-- THE TASK --
Omit all images. Write out the rest of the material exactly.

-- SUPPLIED MATERIAL --
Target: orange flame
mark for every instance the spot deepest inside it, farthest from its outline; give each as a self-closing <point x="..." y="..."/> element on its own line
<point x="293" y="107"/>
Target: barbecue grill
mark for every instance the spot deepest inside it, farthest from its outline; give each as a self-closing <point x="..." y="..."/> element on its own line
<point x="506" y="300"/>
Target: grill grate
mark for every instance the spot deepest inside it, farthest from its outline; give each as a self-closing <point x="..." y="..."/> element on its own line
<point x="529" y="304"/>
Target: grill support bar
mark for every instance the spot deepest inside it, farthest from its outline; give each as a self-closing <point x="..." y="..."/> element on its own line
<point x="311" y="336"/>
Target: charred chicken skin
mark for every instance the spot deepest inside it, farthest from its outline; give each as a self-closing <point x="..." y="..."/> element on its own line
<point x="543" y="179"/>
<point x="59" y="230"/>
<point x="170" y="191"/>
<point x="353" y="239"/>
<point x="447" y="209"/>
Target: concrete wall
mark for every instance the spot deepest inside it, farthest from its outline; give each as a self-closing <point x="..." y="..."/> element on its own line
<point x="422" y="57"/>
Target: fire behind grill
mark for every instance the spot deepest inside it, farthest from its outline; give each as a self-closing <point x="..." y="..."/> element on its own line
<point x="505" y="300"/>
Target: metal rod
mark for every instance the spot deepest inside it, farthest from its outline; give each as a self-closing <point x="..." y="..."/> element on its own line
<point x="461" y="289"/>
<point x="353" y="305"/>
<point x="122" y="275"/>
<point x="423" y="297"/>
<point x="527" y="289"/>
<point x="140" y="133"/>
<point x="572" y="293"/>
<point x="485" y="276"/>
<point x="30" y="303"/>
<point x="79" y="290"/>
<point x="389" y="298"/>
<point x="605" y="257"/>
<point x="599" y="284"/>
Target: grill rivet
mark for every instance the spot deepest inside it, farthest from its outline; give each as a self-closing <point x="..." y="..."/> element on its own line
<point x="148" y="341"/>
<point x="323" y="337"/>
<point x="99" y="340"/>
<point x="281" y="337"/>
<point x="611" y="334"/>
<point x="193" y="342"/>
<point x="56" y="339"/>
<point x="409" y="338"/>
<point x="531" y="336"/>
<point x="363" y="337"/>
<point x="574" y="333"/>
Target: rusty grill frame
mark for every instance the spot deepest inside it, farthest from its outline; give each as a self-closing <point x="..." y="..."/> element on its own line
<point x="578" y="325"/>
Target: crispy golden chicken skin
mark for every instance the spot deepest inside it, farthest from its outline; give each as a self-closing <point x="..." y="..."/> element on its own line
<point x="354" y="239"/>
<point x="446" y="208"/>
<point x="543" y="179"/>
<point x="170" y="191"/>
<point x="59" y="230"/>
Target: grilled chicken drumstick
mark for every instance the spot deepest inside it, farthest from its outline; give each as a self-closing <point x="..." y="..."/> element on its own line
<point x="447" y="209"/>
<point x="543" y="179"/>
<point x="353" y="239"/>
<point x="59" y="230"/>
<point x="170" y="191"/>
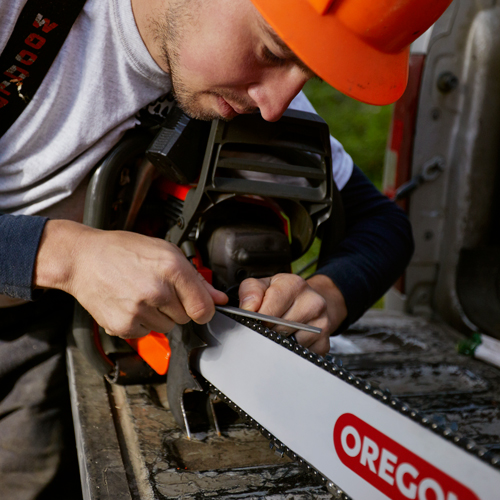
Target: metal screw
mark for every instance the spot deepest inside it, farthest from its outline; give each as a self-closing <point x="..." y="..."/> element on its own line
<point x="447" y="82"/>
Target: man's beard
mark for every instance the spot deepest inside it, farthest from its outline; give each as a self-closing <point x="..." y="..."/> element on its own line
<point x="170" y="33"/>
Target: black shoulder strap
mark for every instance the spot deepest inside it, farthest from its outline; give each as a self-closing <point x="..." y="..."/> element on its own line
<point x="38" y="36"/>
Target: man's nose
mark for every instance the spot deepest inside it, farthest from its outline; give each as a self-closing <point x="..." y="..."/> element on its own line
<point x="276" y="90"/>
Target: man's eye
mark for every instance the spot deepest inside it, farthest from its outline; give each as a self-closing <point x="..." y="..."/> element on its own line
<point x="272" y="58"/>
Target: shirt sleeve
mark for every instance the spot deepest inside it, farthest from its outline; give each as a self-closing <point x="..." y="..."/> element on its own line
<point x="19" y="240"/>
<point x="377" y="247"/>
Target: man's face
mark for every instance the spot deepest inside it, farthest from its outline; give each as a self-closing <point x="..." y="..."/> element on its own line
<point x="224" y="60"/>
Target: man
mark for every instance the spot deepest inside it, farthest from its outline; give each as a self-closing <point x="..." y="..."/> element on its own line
<point x="220" y="58"/>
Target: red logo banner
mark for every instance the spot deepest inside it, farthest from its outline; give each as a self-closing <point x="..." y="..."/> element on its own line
<point x="391" y="468"/>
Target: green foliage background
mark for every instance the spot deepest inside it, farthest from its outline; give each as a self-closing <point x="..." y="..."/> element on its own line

-- SOLUTION BELOW --
Target: orange flame
mark for every instance the spot deepest inside it, farthest from its outline; give each as a self-closing <point x="..." y="..."/> element on its own line
<point x="293" y="107"/>
Target: barbecue grill
mark for every instance the spot deepest inside it, farthest from its outline; give each as a self-closing <point x="..." y="..."/> element on its own line
<point x="506" y="300"/>
Target: grill grate
mark for every instance the spot deepest inside it, farthest from its outline; give each as a self-closing <point x="..." y="..."/> element on its own line
<point x="529" y="304"/>
Target: grill support bar
mark for every instance the spot deepest inside it, farthest from its outline; give each as a self-closing <point x="..." y="..."/> element on its own line
<point x="311" y="336"/>
Target: charred chicken skin
mark for every instance the spot deepest inside it, farthest from its outline; give each as a self-closing <point x="..." y="..."/> element on its own line
<point x="543" y="179"/>
<point x="59" y="230"/>
<point x="170" y="191"/>
<point x="353" y="239"/>
<point x="447" y="209"/>
Target: concrete wall
mark for every instance the spot deepest inside it, farthest from its outline; give each as a self-closing <point x="..." y="..."/> element on its own line
<point x="422" y="57"/>
Target: fire behind grill
mark for every instance the spot deepest inside it, farthest from its outline; give each as a self-closing <point x="..." y="..."/> element on its own line
<point x="505" y="300"/>
Target: metal rod
mark for every instance the spot deepest inside it, farthest from its outline; give each as a self-closing <point x="..." y="..."/> element on its own line
<point x="461" y="289"/>
<point x="353" y="305"/>
<point x="122" y="275"/>
<point x="423" y="297"/>
<point x="527" y="289"/>
<point x="140" y="133"/>
<point x="572" y="293"/>
<point x="485" y="276"/>
<point x="30" y="303"/>
<point x="79" y="290"/>
<point x="389" y="298"/>
<point x="605" y="257"/>
<point x="599" y="284"/>
Target: grill rivet
mark for every instance the spot deepest inside it, farthest from its outline; give each as a self-closing <point x="..." y="..."/> element on its own line
<point x="148" y="341"/>
<point x="323" y="337"/>
<point x="99" y="340"/>
<point x="281" y="337"/>
<point x="611" y="334"/>
<point x="193" y="342"/>
<point x="56" y="339"/>
<point x="409" y="338"/>
<point x="531" y="336"/>
<point x="363" y="337"/>
<point x="574" y="333"/>
Target: rusty grill frame
mark for every instance the spot deepest inside it, farthest from its outline; give each as a self-closing <point x="..." y="..."/> element on its own line
<point x="578" y="325"/>
Target: crispy golden chicken skin
mark for every instance the spot deepest inside it, farthest from its outline; give each as a self-closing <point x="..." y="..."/> element on its own line
<point x="354" y="239"/>
<point x="446" y="208"/>
<point x="543" y="179"/>
<point x="170" y="191"/>
<point x="59" y="230"/>
Target: grilled chicken drumstick
mark for every instance the spot deepest inside it, farthest from its outline; give each as a self-closing <point x="..." y="..."/> element on its own line
<point x="447" y="209"/>
<point x="543" y="179"/>
<point x="353" y="239"/>
<point x="59" y="230"/>
<point x="170" y="191"/>
Target: metal screw
mark for every instance the spot deepest inside it, farthest from its outline; give each as a self-closing <point x="..." y="..."/> element on its own line
<point x="447" y="82"/>
Target: man's beard
mark for every instance the spot deepest inside it, farthest from its outline; give each as a self-closing <point x="..." y="..."/> element on its own line
<point x="170" y="33"/>
Target: black shoulder strap
mark for every instance the spot deepest inside it, farthest from its outline; give each as a self-closing <point x="..." y="..."/> element on its own line
<point x="38" y="36"/>
Target: man's nose
mark for every instance the spot deepest inside it, farthest from its outline; give each as a self-closing <point x="..." y="..."/> element on its own line
<point x="276" y="90"/>
Target: man's eye
mark for every instance the spot deepest inside it, farthest from its outline; give each as a self-closing <point x="..." y="..."/> element on its own line
<point x="272" y="58"/>
Target: shirt sleeve
mark for every instance the spot deepest inside it, farthest from its outline; give each as a self-closing <point x="..." y="..."/> element on its own line
<point x="19" y="240"/>
<point x="377" y="247"/>
Target: man's face
mark for every instance the spot deepest inside it, farthest from its outline; give each as a self-closing <point x="..." y="..."/> element on its own line
<point x="224" y="60"/>
Target: man
mark for every instance the spot deepest inside it, farthest from its outline; give each as a self-closing <point x="..." y="..."/> element on its own line
<point x="220" y="58"/>
Target: red logo banner
mark for every instance the spot deepest inside it, farthest from its outline; give each as a self-closing <point x="..." y="..."/> element on its own line
<point x="391" y="468"/>
Target: green foliage background
mark for every instance the spot deepest inside it, farthest from its outline; give each as a self-closing <point x="..." y="..."/> element on its own line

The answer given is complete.